### Task goal:
Copy out all of the records below, putting "placing" in place of "dropping" everywhere it appears and leaving every other word as it is.

### Recorded information:
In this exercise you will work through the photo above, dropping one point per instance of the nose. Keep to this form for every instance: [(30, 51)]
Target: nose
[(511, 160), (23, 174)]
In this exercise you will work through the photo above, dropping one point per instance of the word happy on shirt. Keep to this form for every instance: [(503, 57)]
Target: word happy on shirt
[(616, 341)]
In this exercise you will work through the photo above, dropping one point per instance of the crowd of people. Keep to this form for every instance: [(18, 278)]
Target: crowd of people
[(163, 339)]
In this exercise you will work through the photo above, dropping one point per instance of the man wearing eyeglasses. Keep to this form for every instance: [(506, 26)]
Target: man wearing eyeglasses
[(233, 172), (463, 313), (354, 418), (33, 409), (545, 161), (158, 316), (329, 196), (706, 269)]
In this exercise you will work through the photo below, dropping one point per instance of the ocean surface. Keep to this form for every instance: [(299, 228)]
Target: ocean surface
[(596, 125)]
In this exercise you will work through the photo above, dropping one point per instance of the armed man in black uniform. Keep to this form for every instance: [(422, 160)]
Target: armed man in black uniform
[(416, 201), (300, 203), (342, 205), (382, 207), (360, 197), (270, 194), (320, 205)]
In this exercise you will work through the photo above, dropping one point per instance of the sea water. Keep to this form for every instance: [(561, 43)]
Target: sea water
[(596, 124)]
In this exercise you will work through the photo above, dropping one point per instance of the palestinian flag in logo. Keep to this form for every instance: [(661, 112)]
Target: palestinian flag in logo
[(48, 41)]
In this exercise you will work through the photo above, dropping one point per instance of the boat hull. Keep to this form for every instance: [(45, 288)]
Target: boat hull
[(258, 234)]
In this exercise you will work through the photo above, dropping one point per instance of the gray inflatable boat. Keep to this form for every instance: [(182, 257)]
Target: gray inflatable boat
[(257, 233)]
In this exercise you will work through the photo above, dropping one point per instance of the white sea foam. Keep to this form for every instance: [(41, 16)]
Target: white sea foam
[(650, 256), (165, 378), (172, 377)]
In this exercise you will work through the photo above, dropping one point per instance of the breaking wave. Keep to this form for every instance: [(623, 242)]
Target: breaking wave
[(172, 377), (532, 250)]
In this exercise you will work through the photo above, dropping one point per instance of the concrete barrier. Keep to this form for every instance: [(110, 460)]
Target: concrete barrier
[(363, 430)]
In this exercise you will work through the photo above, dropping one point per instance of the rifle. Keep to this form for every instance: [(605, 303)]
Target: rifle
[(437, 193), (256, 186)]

### Task answer:
In this exercise you will work through the photo above, placing one point per instance of the nose. Keep to this form for every instance: [(30, 51)]
Target: nose
[(511, 160), (23, 174)]
In this exercise you will work through the photo above, placing one point per instance of the word happy on shirt. Keep to this form for every instance: [(503, 57)]
Target: word happy on shirt
[(616, 341)]
In this exercise you will work through the photo above, placing one point per instance of the crowd of people. Keep to this form for every instance: [(18, 278)]
Target: crowd of people
[(163, 339)]
In this exercise you will work through the photo above, placing one point per instance of the man wearing eyeglasses. Keep to this form for every instance: [(506, 26)]
Target: man wearing eyeglasses
[(233, 172), (463, 313), (354, 418), (33, 409), (545, 161), (158, 316), (329, 196), (706, 269)]
In this exercise you will work through the photo below, placing one point per instance of the ocean surface. Keep to this form for every instance: [(299, 228)]
Target: ocean surface
[(596, 125)]
In this exercise you will work through the photo above, placing one point per instance of the armed man in black uniform. Keep to this form for every instance: [(422, 160)]
Target: armed man in black uniform
[(416, 201), (300, 203), (342, 205), (382, 207), (360, 197), (270, 194), (320, 205)]
In this exercise you will work through the photo above, placing one point per instance of the sea water. Keep to this form for every instance: [(561, 43)]
Target: sea water
[(596, 124)]
In this exercise you will work through the photo above, placing one point per instance of the palestinian flag in logo. Keep to this form for every instance: [(661, 112)]
Target: palestinian flag in logo
[(48, 41)]
In this exercise you will work through the photo above, placing one point per instance of the boat hull. Keep to this form for every instance: [(45, 288)]
Target: boat hull
[(258, 234)]
In this exercise you will work through the photo above, placing one point per instance of the gray inflatable boat. Keep to this form for every instance: [(182, 257)]
Target: gray inflatable boat
[(257, 233)]
In this exercise you will work through the photo above, placing one point per instance of the white sea foam. Keep to this form for every instance: [(41, 16)]
Target: white sea foam
[(650, 256), (165, 378), (172, 377)]
In this exercise you will work through the photo above, placing one point per instance of the breaking wave. Keep to this form for every instance: [(623, 242)]
Target: breaking wave
[(172, 377), (532, 250)]
In this exercise you will work through the photo above, placing one point per instance of the concrete barrier. Keep to this form for every instance: [(110, 460)]
Target: concrete barrier
[(363, 430)]
In this exercise you will work through the photo above, placing one point per instance of the rifle. Keep to this form for every instance: [(605, 303)]
Target: rifle
[(437, 193), (256, 186)]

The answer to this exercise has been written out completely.